• Text segment
▼

[avr-gcc-list] AVR byte swap optimization

Discussion:

[avr-gcc-list] AVR byte swap optimization

Shaun Jackman

19 years ago

The following macro expands to some rather frightful code on the AVR:

#define BSWAP_16(x) \
((((x) >> 8) & 0xff) | (((x) & 0xff) << 8))

uint16_t bswap_16(uint16_t x)
{
0: 9c 01 movw r18, r24
2: 89 2f mov r24, r25
4: 99 27 eor r25, r25
6: 32 2f mov r19, r18
8: 22 27 eor r18, r18
return BSWAP_16(x);
}
a: 82 2b or r24, r18
c: 93 2b or r25, r19
e: 08 95 ret

Ideally, this macro would expand to three mov instructions and a ret.
Is there anything I can do to help GCC along here? I'm using GCC 4.1.0
with -O2.

I won't bother to show bswap_32 here, which produces a real disaster!
Think 47 instructions, for what should be 6.

Cheers,
Shaun

$ avr-gcc --version |head -1
avr-gcc (GCC) 4.1.0

Eric Weddington

19 years ago

You could always equate the macro to some inline assembly like what is done
for a number of avr-libc macros.

Eric Weddington

> -----Original Message-----
> From:
> avr-gcc-list-bounces+eweddington=***@nongnu.org
> [mailto:avr-gcc-list-bounces+eweddington=***@nongnu.

▲

• Problem a
In the records, starting with their first line and going on through the line with "When one instance", swap "white cloud" for "gray cloud" and leave everything else unchanged; give back only those lines.
The text and the records come from unrelated sources.

• Record excerpts
▼

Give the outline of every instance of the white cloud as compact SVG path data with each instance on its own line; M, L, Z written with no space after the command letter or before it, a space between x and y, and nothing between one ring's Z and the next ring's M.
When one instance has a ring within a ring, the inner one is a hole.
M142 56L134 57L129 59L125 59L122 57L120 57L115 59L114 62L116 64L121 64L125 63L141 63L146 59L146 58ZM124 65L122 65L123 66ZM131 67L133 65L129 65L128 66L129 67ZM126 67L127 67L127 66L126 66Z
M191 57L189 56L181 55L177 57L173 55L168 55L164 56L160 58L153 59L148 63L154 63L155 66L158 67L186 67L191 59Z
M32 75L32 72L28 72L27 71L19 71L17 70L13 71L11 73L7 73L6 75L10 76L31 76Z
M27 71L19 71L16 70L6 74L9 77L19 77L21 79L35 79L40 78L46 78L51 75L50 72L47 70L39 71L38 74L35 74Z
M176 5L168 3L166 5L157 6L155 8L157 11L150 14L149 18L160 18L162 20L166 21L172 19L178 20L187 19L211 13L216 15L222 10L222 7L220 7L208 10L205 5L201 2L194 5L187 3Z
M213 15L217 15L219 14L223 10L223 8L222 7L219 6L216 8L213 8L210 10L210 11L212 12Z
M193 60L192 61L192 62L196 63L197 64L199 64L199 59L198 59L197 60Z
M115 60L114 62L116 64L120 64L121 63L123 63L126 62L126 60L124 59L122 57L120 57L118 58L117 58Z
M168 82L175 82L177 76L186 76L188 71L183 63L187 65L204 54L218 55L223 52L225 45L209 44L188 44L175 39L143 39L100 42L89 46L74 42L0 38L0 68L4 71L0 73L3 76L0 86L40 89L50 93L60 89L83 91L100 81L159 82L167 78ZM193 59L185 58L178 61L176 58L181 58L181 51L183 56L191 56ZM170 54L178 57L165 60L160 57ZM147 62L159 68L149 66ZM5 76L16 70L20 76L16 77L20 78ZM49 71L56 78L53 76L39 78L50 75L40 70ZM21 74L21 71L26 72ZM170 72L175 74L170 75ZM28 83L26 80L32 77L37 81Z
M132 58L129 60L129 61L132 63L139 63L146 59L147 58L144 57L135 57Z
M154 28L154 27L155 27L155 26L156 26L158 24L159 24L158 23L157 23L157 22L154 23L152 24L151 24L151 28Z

▲

• Problem b
In the byte swap thread, which GCC version and optimization flag does Shaun say he is using?

• Exercise response a
Give the outline of every instance of the gray cloud as compact SVG path data with each instance on its own line; M, L, Z written with no space after the command letter or before it, a space between x and y, and nothing between one ring's Z and the next ring's M.
When one instance has a ring within a ring, the inner one is a hole.

• Exercise response b
GCC 4.1.0 with -O2.